■ **Trecho do texto**
Contra-razões às fls. 363/395, aduzindo a ANS o seguinte: que o ressarcimento não tem natureza tributária, apenas garante ao Sistema Único de Saúde receber valores despendidos com internações de pessoas, possuidoras de plano de saúde privado, que deveriam ser atendidas na rede hospitalar conveniada a estas empresas em virtude de previsão contratual, mas acabam sendo atendidas por entidades vinculadas ao SUS. As empresas oferecem a cobertura, mas deixam de assegurá-la, ficando os tratamentos mais caros a cargo do Estado. Em razão dessa omissão as operadoras acabam tendo um acréscimo em seus patrimônios, ferindo o princípio do não enriquecimento sem causa, princípio norteador do ressarcimento. Sendo a natureza jurídica do instituto meramente restituitória e não uma taxa, não existiria violação aos princípios da legalidade e anterioridade, não trazendo qualquer ônus aos planos, por serem cobrados destes apenas os valores efetivamente cobertos pelos contratos. E ainda, é tarefa estatal a regulamentação, fiscalização e controle dos serviços de saúde.

O Representante do Ministério Público Federal opinou no sentido do improvimento do recurso (fls. 399/401).

É o relatório. Peço data.

SERGIO FELTRIN CORRÊA

Relator

/csl

VOTO (V I S T A)

A questão central, nestes autos, põe em foco o disposto no art. 32 da Lei nº 9.656, de 3 de junho de 1998, segundo o qual ficou estabelecido que as operadoras de plano de assistência à saúde estariam obrigadas a ressarcir ao Sistema Único de Saúde – SUS as despesas referentes aos atendimentos prestados aos beneficiários de seus planos, pelas entidades públicas ou privadas que sejam conveniadas ou contratadas pelo SUS, para prestação desses tipos de atendimento. Em outras palavras, toda vez que um beneficiário de plano particular de saúde utilizar-se de estabelecimento de saúde, através dos mecanismos do SUS, a respectiva operadora privada de plano de assistência à saúde estará obrigada a pagar as despesas que o SUS suportou, em relação ao referido beneficiário.

Em primeiro plano, o malsinado art. 32 transfere, unilateralmente, à esfera privada o dever constitucional e originário do Estado de prestar, em caráter universal, serviços de promoção, proteção e recuperação da saúde dos cidadãos, como prescrito no art. 196 da Constituição.

■ **Atividades propostas**
A - Responda, com base no trecho sobre o ressarcimento ao SUS:
(i) Segundo a ANS, qual princípio é norteador do ressarcimento?
(ii) Em que sentido opinou o Representante do Ministério Público Federal?
(iii) Qual dispositivo legal é apontado como a questão central no voto-vista?
B - Retome o trecho sobre o ressarcimento ao SUS logo após a última frase apresentada e prossiga com a argumentação do voto.

■ **Dados armazenados**

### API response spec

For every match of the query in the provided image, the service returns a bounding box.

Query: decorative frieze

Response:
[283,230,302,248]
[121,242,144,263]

■ **Respostas das atividades**
A -
(i) O princípio do não enriquecimento sem causa.
(ii) No sentido do improvimento do recurso.
(iii) O art. 32 da Lei nº 9.656, de 3 de junho de 1998.

B -
É evidente que essa transferência de encargos terminará por resultar em aumento desordenado e incontrolável de despesas às operadoras de planos de saúde, recaindo tais aumentos, é claro, sobre os seus contratados, sobre os valores de suas prestações. Dessa forma, chega-se, facilmente, à primeira nefasta realidade: o cidadão, que já não conta com a saúde pública, por ele financiada através do pagamento de tributos, tanto que se sente obrigado a contratar planos privados de saúde, terminará tendo por financiar, por via indireta, através das suas prestações, o próprio sistema público de saúde. Assim, todos os usuários de planos privados de saúde terminarão financiando a saúde pública, ainda que jamais se utilizem dos seus mecanismos. Em verdade, não se pode conceber que as operadoras privadas de tais planos, diretamente, e seus consorciados, indiretamente, passem, com isto, a suprir a deficiência estatal, desconsiderando os tributos que já pagam para isto.

Claro que o ressarcimento ao SUS, como determinado pelo citado art. 32, constitui fórmula nova de custeio da saúde, imposta apenas a uma classe de pessoas jurídicas e não de modo igual para toda a sociedade, o que implica violência ao princípio constitucional de isonomia.

Não me convence o argumento segundo o qual os planos de saúde, em casos como os dos autos, estariam tendo enriquecimento ilícito, porquanto o pressuposto desse enriquecimento haveria de necessariamente ser a prática de ato ilícito causador de enriquecimento de alguém em detrimento de outrem. Se a agravante age de acordo com a lei, respeitando o contrato firmado com seus associados, não é apropriada a invocação de enriquecimento ilícito ou de enriquecimento sem causa.


Com efeito, ao procurar o SUS, o associado apenas está fazendo uso da faculdade dessa escolha, que não lhe foi contratualmente proibida. Diferentemente, sim, pode haver tal alegação, se o Estado, procurado por alguém, eximir-se de prestar o serviço constitucionalmente a ele atribuído.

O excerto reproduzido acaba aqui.